そのため、自己破産や個人再生などをした場合は債権者は保証人へ返済を迫るので、保証人に多大な迷惑をかけてしまいます。
しかし任意整理なら、対象とする債権者を選べます。保証人つきの借金を外して整理し、保証人つきの借金については継続して自分で返済していけば、迷惑をかける心配は不要です。
個人の債権者にも迷惑をかけない
お金に困ると、親戚や友人知人などの一般個人から借金するケースも少なくありません。個人再生や自己破産では必ずすべての債権者を対象にしなければならないので、お世話になった個人にも迷惑をかけてしまいます。
任意整理であれば、対象とする債権者を選べるので、個人の債権者を外せます。これまでとおり、きちんと返済を続ければ人間関係も壊さずに済み、信用も維持できるでしょう。
車のローンがあっても車を残せる
車のローンを返済している方が個人再生や自己破産をすると、車を引き上げられてしまう可能性があります。車のローンには「所有権留保」がついており、ローン返済が滞るとローン会社が車を引き上げて売却できることになっているからです。
──────────────────────────────
*課題の要件:*
A. 任意整理に関する本文に基づき、次の問いに答えてください。
(i) 自己破産や個人再生などをした場合、債権者は保証人に対して何をしますか。
(ii) 個人再生や自己破産では、どの債権者を対象にしなければなりませんか。
(iii) 車のローンには何がついていますか。
B. 任意整理に関する本文から、「そのため、自己破産や個人再生」という語句を含む箇所から始め、「壊さずに済み、信用も維持できるでしょう。」の後で終わるまでの部分を、一字一句変えずに書き写してください。

*提供データ:*
──────────────────────────────
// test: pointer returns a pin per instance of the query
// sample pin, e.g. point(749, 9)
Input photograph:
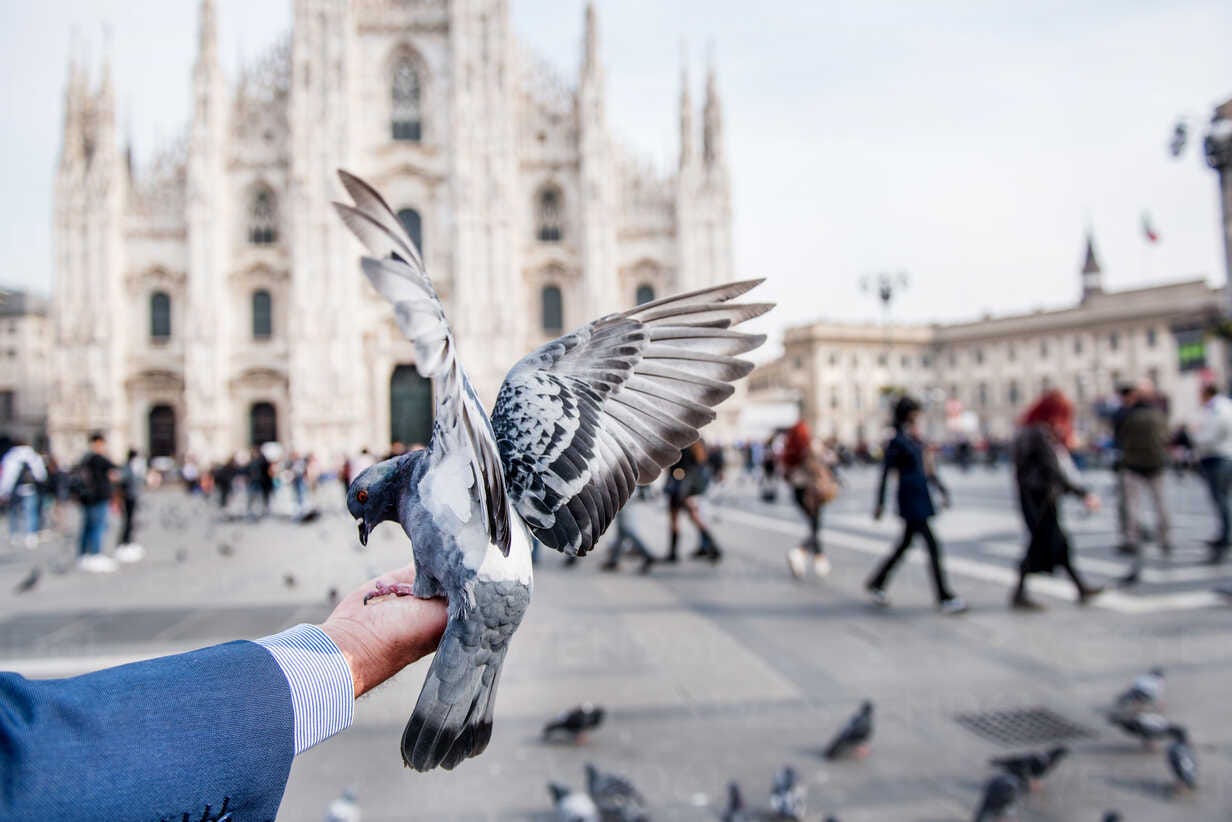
──────────────────────────────
*各課題の解答:*
A.
(i) 返済を迫ります。
(ii) すべての債権者です。
(iii) 「所有権留保」がついています。

B.
そのため、自己破産や個人再生などをした場合は債権者は保証人へ返済を迫るので、保証人に多大な迷惑をかけてしまいます。
しかし任意整理なら、対象とする債権者を選べます。保証人つきの借金を外して整理し、保証人つきの借金については継続して自分で返済していけば、迷惑をかける心配は不要です。
個人の債権者にも迷惑をかけない
お金に困ると、親戚や友人知人などの一般個人から借金するケースも少なくありません。個人再生や自己破産では必ずすべての債権者を対象にしなければならないので、お世話になった個人にも迷惑をかけてしまいます。
任意整理であれば、対象とする債権者を選べるので、個人の債権者を外せます。これまでとおり、きちんと返済を続ければ人間関係も壊さずに済み、信用も維持できるでしょう。